#### PASSAGE TO READ ####

Publisher: Vintage Crime/Black Lizard, 2002


"Waiting to cross Fifth Avenue and Forty-eighth Street, I spotted Michael Rudnick, a guy who grew up across the street from me in Brooklyn."

In less than 30 words, author Jason Starr introduces the reader to the main conflict in the world of Richie Segal, a man preoccupied with his job as a salesman in the world of computer software, his wife's success at her job and his tumultuous past. Throughout the novel, Richie rides a roller coaster of stunning successes and abrupt failure.

The novel is a 245-page exploration into the world of noir literature and into Richie's consciousness, an easy book to read but difficult to accept its characters as three-dimensional, fully faceted individuals. Richie, coincidentally, mentions several times that he is a graduate from "SUNY Buffalo" and classifies the Queen City as a "hellhole."

Richie and his wife, Paula, live together in an uneasy marital truce. Their relationship is complex and difficult to fathom; Paula cheated on Richie mere months after they first wed, leading Richie to suspect her every relationship with other men. Perhaps the most telling sign of the inherently unstable condition of their marriage is that it is not until police question Richie as part of an investigation that Paula admits to her husband that she, too, was sexually abused as a child.

The situation degenerates further as Richie begins to remember more and more about his young life, triggered by that first encounter with Michael Rudnick, the bully of his childhood neighborhood. The plot takes a surprising twist when Richie begins to recall that not only did Rudnick taunt him as a child, he also sexually abused a lonely, new-to-the-neighborhood Richie.

The growing consciousness of his past understandably destroys what little concentration and dedication to his job and marriage Richie has left. His past difficulties with alcoholism resurface, his marriage becomes more and more strained, and he loses his office at work - in the world of management, a truly damaging blow to one's workplace reputation.

####

[WORK INSTRUCTION A]
Do these statements agree with the review of the Jason Starr novel? Answer yes or no for each, quoting the words of the review that settle it. (i) The novel runs 245 pages. (ii) Paula tells Richie she was sexually abused as a child before the police question him. (iii) Richie keeps his office at work.
[WORK INSTRUCTION B]
Can you go on with the review of the Jason Starr novel from the point where it stops?

#### SUPPLIED MATERIAL ####

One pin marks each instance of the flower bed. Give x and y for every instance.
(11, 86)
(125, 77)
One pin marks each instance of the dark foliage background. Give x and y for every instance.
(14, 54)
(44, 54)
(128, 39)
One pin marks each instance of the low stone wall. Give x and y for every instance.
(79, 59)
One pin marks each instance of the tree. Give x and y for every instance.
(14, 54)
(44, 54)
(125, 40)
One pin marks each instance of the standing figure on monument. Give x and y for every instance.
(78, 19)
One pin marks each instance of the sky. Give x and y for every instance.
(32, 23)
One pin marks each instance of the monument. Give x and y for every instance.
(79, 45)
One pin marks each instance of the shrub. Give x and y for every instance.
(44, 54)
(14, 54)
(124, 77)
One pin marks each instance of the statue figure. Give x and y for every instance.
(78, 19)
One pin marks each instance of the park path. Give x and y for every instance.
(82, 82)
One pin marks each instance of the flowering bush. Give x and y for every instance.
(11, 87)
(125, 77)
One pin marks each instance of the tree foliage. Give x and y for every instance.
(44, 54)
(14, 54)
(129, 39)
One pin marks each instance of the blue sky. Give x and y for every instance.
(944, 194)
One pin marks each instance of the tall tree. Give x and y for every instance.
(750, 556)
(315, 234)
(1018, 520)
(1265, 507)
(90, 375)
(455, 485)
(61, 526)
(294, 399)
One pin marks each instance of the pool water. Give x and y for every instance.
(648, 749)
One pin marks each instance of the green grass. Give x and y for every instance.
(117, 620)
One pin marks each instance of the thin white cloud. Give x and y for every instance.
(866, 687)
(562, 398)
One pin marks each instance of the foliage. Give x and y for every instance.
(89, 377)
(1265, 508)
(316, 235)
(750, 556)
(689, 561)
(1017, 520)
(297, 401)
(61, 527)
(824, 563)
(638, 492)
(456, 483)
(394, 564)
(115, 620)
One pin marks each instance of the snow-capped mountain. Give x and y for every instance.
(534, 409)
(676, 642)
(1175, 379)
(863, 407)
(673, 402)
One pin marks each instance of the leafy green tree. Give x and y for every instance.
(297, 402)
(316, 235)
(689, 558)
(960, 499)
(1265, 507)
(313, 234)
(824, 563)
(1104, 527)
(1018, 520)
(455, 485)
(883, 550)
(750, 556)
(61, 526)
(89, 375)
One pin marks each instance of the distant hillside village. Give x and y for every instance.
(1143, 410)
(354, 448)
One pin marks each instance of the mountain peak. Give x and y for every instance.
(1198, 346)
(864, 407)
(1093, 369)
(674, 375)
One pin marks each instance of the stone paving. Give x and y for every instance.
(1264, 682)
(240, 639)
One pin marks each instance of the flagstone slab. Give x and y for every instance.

####

[RESPONSE AREA A]
(i) Yes: "The novel is a 245-page exploration into the world of noir literature"
(ii) No: "it is not until police question Richie as part of an investigation that Paula admits to her husband that she, too, was sexually abused as a child"
(iii) No: "he loses his office at work"

[RESPONSE AREA B]
How does Richie deal with the demons of his past? In addition to turning to the bottle for assurance, he begins to stalk Rudnick. The situation worsens in slow degrees until, at last, the climax comes when Richie stabs his childhood nemesis to death in a parking ramp.

The scene, in a novel published by a company named Vintage Crime/Black Lizard, is not unexpected. Once the attack has passed, Richie recovers himself and heads home to New York, where the novel finishes its business.

Hard Feelings tries to address the issue of abuse and its repercussions on children, but the result is an unsteady portrayal of a man and woman, neither of which is able to get over their experiences. Richie deals with his past by denying the pain, while Paula enters a steady stream of therapy sessions in an attempt to deal with her abuse. Neither of the two, despite protestations of love, accepts the other's solution as valid or really understands the other.

"Well, it's over now for both of us," I said, starting to massage her hand gently. "Now we can get on with our lives."

She jerked her hand away.

"It's not over for me," she said. "Maybe it's over for you, but it'll never be over for me. I don't mean to belittle what happened to you, but do you really have any idea what I went through?"

The relationship that Richie and Paula share is a troubled one; the two go from marital bliss to discordant anger over almost any disagreement. This volatility is, in the end, what leads to Richie's inevitable downfall and the violently destructive ending, striking for both its harsh portrayal of the effects of abuse and alcoholism and for its abrupt ending.

Hard Feelings is an intriguing read for those interested in the human psyche and all its eccentricities and foibles. For a light, frothy read, this is not the ideal book; but to pass the time and for mystery/crime aficionados, Hard Feelings is well worth a glance.

Starr has published three other novels: Cold Caller, Nothing Personal and Fake I.D.